Question

differential RNA seq analysis

0

Entering edit mode

7.0 years ago

chrisclarkson100 ▴ 160

I am having trouble selecting a proper GTF file to perform differential RNA-seq analysis (in mm9), using annotation for protein coding genes (or at least all genes, but not pseudogenes). Importantly, I want at the end the quantification of gene expression per gene (not per transcript). Example command:

htseq-count -f bam -t CDS ${name}_mapped_reads/accepted_hits.bam Mus_musculus/Ensembl/GRCm38/Annotation/Archives/archive-2014-05-23-16-04-56/Genes/genes.gtf

I have tried using two different files, both downloaded from the following link: http://cole-trapnell-lab.github.io/cufflinks/igenome_table. First I downloaded the ensembl file and then the UCSC one but, having inspected the contents- neither satisfies the above criteria.

Does anyone know of a file/ how to filter in order to have a GTF file that will fulfil the above described criteria?
________
» Directions:
Can you carry on the forum post about finding a GTF file for mm9 differential RNA-seq from the point where it stops? The material that comes next is from a different source.
________
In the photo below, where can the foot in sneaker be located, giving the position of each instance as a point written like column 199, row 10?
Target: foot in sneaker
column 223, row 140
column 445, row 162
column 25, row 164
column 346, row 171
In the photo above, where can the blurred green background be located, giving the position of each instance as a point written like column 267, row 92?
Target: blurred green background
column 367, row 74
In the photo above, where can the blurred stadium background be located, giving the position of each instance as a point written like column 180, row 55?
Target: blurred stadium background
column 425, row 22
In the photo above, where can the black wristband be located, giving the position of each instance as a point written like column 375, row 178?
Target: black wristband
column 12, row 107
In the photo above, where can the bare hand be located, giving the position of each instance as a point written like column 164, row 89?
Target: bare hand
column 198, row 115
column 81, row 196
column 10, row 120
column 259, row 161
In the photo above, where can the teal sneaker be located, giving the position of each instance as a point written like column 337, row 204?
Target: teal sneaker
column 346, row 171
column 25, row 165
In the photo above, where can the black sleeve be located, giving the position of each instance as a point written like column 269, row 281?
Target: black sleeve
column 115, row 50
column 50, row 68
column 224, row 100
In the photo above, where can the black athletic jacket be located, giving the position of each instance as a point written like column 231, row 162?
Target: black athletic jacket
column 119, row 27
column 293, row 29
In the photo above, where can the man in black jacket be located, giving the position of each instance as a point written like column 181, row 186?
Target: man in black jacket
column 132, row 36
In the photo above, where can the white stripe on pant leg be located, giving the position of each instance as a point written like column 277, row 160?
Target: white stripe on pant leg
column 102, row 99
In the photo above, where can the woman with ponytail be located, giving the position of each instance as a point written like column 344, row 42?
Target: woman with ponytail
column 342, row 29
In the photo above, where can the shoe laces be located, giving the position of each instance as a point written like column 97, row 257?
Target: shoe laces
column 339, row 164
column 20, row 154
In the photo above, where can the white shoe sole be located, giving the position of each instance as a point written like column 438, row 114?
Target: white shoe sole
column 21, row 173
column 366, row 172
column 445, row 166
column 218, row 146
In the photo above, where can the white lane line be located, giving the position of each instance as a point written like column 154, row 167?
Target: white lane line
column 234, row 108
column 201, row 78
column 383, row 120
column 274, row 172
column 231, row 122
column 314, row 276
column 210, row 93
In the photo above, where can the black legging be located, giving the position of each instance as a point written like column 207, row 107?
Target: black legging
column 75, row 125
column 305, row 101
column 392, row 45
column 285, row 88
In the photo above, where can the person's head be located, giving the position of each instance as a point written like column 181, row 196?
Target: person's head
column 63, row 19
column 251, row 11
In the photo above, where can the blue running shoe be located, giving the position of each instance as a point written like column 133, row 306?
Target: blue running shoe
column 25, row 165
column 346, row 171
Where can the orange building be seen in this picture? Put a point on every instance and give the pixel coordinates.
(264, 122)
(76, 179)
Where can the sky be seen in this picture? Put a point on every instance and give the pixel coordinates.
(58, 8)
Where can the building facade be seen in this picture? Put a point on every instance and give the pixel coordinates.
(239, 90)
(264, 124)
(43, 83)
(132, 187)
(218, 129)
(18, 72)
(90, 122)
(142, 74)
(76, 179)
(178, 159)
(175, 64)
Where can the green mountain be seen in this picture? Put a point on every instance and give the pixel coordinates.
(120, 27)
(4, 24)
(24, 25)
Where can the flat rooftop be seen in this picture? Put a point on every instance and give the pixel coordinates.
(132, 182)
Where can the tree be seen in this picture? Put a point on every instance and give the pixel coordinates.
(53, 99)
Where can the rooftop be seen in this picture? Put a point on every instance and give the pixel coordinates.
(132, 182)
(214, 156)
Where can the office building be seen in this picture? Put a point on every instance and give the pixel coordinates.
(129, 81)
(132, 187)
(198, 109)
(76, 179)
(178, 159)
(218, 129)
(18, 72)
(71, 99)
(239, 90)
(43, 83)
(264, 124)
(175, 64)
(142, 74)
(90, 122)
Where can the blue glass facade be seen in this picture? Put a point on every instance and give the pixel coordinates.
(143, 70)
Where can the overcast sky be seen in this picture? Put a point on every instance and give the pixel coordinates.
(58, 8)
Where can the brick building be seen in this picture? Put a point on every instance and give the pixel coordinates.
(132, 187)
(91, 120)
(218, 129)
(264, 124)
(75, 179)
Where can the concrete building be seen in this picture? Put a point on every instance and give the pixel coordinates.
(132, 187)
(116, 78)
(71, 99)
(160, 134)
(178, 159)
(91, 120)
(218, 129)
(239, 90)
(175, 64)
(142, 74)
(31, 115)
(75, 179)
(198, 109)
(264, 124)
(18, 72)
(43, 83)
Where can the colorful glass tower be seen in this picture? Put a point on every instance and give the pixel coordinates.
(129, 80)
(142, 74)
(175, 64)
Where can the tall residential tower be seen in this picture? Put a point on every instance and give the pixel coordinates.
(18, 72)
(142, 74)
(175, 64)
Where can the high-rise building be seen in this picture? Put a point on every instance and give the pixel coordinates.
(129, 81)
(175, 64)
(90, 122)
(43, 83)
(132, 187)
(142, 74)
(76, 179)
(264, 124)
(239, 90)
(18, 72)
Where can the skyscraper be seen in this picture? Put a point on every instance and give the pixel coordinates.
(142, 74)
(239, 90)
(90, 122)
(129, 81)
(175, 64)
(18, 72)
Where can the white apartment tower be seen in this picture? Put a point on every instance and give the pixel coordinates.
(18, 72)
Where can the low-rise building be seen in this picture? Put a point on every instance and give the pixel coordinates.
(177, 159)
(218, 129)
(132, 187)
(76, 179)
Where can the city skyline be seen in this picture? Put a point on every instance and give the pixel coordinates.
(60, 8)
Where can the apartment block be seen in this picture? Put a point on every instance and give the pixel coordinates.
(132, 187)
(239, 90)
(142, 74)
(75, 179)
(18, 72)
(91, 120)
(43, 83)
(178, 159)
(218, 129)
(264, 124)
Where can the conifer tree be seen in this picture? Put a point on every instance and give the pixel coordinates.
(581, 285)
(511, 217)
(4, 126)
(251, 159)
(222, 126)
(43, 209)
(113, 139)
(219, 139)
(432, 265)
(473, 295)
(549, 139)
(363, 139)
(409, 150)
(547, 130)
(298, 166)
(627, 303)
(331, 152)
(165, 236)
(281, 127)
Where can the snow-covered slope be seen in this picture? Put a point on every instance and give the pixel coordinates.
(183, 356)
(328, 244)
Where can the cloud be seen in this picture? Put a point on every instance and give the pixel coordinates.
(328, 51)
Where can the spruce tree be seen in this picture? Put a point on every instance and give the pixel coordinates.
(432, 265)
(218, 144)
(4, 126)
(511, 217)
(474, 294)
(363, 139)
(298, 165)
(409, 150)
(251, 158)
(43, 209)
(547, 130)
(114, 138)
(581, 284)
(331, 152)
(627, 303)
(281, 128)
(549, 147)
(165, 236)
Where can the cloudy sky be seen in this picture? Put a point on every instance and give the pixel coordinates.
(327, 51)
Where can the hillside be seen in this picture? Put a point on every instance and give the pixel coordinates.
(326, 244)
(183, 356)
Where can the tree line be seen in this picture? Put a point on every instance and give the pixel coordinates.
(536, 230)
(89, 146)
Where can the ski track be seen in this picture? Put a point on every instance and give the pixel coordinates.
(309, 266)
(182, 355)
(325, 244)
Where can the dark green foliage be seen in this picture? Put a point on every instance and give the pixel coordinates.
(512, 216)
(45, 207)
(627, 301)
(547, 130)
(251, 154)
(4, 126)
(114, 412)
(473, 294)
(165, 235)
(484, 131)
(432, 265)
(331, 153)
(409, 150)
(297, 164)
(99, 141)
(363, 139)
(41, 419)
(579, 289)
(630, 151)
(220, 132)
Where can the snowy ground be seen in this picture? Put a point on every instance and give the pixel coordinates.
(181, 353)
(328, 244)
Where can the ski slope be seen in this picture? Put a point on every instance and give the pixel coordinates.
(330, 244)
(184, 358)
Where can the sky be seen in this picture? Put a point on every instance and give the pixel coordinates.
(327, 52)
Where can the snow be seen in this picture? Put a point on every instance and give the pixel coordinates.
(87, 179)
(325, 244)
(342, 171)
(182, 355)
________
» Answer to this problem:
rna-seq • 1.8k views

ADD COMMENT • link updated 7.0 years ago by Friederike 9.0k • written 7.0 years ago by chrisclarkson100 ▴ 160

score 0 · Answer 1 · 2018-05-15

The -t CDS will direct htseq-count to only take the rows with "CDS" in the third column (this is my assumption, which is true for featureCounts, and IMHO has a high probability of being true for htseq-counts, too). To check which other entries are possible, you could use the following command:

$ cut -f3 gencode.vM16.annotation.gtf | sort | uniq
CDS
##contact: gencode-help@sanger.ac.uk
##date: 2017-12-01
##description: evidence-based annotation of the mouse genome (GRCm38), version M16 (Ensembl 91)
exon
##format: gtf
gene
##provider: GENCODE
Selenocysteine
start_codon
stop_codon
transcript
UTR

In my example file, you probably would want to go with "gene", so -t gene should do the trick.

Removing pseudogenes is a bit more annoying, that information tends to be stuck in the last column of a GTF file, in my file this looks like this:

$ egrep pseudogene gencode.vM16.annotation.gtf | head -n 1
chr10   HAVANA  transcript  129376961   129377401   .   +   .   gene_id "ENSMUSG00000107790.1"; transcript_id "ENSMUST00000205105.1"; gene_type "unprocessed_pseudogene"; gene_name "Olfr783-ps1"; transcript_type "unprocessed_pseudogene"; transcript_name "Olfr783-ps1-201"; level 2; transcript_support_level "NA"; ont "PGO:0000005"; tag "basic"; havana_gene "OTTMUSG00000056564.1"; havana_transcript "OTTMUST00000139699.1"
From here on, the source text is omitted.